AIM.
Rescale the listing below by repeating every line, requests included, from the line containing "Where can the forest" through the end of the listing. Multiply each point coordinate in the answers by 1.15 and round to whole numbers, with halves rounded up.

(Pointing records)
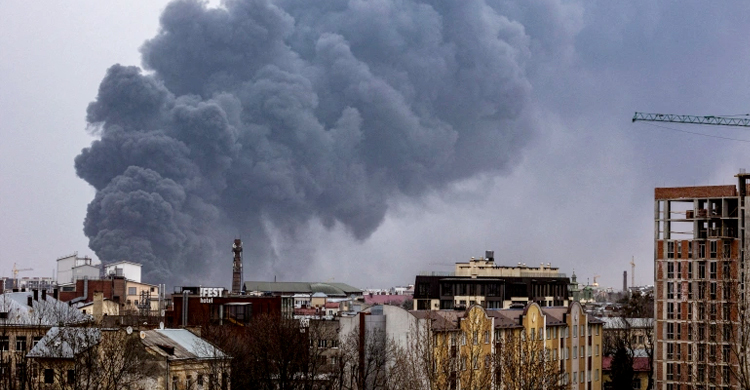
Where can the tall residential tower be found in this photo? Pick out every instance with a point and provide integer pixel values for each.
(699, 266)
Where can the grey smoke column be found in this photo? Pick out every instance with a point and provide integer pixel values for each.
(278, 113)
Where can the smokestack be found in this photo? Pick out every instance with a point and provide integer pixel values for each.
(237, 267)
(184, 307)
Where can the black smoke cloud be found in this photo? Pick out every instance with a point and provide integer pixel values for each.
(271, 115)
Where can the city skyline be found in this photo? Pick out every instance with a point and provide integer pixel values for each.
(578, 193)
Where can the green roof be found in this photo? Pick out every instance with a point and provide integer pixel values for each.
(330, 289)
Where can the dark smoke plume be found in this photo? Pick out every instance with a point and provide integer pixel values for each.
(275, 114)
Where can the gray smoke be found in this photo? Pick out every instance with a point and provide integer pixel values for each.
(276, 114)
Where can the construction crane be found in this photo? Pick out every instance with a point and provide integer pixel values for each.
(693, 119)
(16, 270)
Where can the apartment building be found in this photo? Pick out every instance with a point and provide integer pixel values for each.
(699, 266)
(483, 282)
(480, 348)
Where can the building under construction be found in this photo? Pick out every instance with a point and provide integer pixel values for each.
(699, 259)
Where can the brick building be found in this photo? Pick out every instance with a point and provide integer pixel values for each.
(215, 305)
(699, 265)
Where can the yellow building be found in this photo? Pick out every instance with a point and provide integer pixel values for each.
(541, 346)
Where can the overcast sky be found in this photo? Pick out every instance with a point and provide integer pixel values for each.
(577, 192)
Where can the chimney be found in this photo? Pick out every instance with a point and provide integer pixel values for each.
(98, 306)
(237, 267)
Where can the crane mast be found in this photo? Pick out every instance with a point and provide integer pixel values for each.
(694, 119)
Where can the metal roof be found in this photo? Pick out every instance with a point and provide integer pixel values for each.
(330, 289)
(45, 312)
(180, 344)
(622, 323)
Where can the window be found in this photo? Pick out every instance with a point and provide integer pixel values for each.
(20, 343)
(49, 375)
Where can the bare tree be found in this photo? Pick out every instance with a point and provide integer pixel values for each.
(523, 363)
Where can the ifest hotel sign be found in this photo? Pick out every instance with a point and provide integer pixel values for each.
(208, 294)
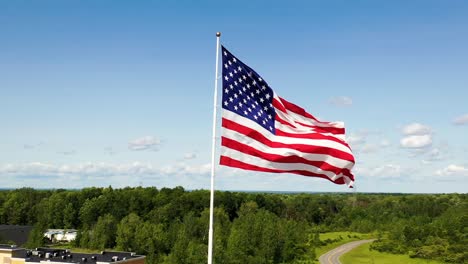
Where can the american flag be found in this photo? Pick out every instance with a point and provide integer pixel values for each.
(264, 132)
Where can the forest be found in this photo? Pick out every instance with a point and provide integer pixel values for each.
(170, 225)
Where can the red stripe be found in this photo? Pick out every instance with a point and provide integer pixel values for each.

THE OUTPUT.
Where can the forest be found in this photo? Pick out every instance with a point and provide integer pixel values for each.
(196, 259)
Where can the red stripe be found in this photo? Pick out every instance with a point and provide integer pixel values for each.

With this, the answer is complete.